**Aim of the task:** Each entry listed below should be reproduced word for word.

**Provided data:**
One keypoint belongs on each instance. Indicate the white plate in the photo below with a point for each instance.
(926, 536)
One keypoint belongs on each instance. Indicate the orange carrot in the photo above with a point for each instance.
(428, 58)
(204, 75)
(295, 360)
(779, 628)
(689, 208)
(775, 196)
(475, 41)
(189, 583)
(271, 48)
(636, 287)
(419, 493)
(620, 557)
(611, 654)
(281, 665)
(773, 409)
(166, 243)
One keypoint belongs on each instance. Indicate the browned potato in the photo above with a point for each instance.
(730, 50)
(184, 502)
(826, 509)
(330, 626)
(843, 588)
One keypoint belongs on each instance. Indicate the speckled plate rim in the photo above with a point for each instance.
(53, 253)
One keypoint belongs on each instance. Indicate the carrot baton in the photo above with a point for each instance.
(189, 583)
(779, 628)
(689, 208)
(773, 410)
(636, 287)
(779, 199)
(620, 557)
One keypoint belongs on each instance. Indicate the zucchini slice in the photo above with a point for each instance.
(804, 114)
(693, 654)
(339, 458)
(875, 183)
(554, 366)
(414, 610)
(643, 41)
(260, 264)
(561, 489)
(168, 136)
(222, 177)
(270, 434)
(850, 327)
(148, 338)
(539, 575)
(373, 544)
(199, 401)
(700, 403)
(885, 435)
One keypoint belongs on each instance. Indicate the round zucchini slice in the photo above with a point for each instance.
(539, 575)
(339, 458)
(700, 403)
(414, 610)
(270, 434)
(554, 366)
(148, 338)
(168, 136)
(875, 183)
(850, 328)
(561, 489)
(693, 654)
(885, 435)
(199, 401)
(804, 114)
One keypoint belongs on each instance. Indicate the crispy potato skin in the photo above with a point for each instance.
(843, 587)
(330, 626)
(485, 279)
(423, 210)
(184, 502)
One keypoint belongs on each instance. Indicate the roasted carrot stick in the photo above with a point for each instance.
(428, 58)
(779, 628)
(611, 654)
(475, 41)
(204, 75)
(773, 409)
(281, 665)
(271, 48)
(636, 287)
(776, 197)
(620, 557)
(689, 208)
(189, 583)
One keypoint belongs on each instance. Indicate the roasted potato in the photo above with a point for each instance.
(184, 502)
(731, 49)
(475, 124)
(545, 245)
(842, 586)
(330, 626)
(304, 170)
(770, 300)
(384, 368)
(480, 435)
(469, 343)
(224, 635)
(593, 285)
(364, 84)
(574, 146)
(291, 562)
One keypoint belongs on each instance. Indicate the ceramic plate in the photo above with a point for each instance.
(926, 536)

**Response to this task:**
One keypoint belongs on each instance. Indicate the white plate in the photo below with a point for each instance.
(926, 536)
One keypoint belongs on each instance. Indicate the orange carrot in the photo above with a point for each instance.
(428, 58)
(204, 75)
(295, 360)
(779, 628)
(689, 208)
(775, 196)
(475, 41)
(189, 583)
(271, 48)
(636, 287)
(419, 493)
(620, 557)
(611, 654)
(281, 665)
(773, 409)
(166, 243)
One keypoint belongs on each instance. Indicate the browned potato in the photo above with a point for each instance.
(730, 50)
(184, 502)
(826, 509)
(330, 626)
(843, 588)
One keypoint belongs on each instance. Indicate the speckled plate rim in the photo above with a point for each instance.
(53, 253)
One keypoint belongs on each instance. Indicate the carrot baton in the photo above with a point for each instance.
(189, 583)
(779, 628)
(689, 208)
(773, 410)
(636, 287)
(779, 199)
(620, 557)
One keypoint belongs on each instance. Indicate the zucchini slice in the photo above with a point for each instance.
(804, 114)
(693, 654)
(339, 458)
(875, 183)
(554, 366)
(414, 610)
(643, 41)
(260, 264)
(561, 489)
(168, 136)
(222, 177)
(270, 434)
(850, 327)
(148, 338)
(539, 575)
(373, 544)
(199, 401)
(700, 403)
(885, 435)
One keypoint belongs on each instance. Indicate the round zucchini slice in the photo above with a point for each instance.
(539, 575)
(339, 458)
(700, 403)
(414, 610)
(270, 434)
(554, 366)
(148, 338)
(168, 136)
(875, 183)
(850, 328)
(561, 489)
(693, 654)
(885, 435)
(199, 401)
(804, 114)
One keypoint belongs on each instance. Indicate the crispy potato skin in the photo above with a point for each instance.
(843, 587)
(330, 626)
(485, 279)
(423, 210)
(184, 502)
One keypoint belongs on each instance. Indicate the roasted carrot stick in the photo above with a point for each instance.
(428, 58)
(779, 628)
(611, 654)
(475, 41)
(204, 75)
(773, 409)
(281, 665)
(271, 48)
(636, 287)
(776, 197)
(620, 557)
(689, 208)
(189, 583)
One keypoint belongs on each instance. Indicate the roasted potato in the photo above with a point for each instance.
(184, 502)
(731, 49)
(475, 124)
(545, 245)
(842, 586)
(330, 626)
(304, 170)
(770, 300)
(384, 368)
(480, 435)
(469, 343)
(224, 635)
(593, 285)
(364, 84)
(574, 146)
(291, 562)
One keypoint belongs on each instance. Indicate the ceramic plate in the photo above with a point for each instance.
(926, 536)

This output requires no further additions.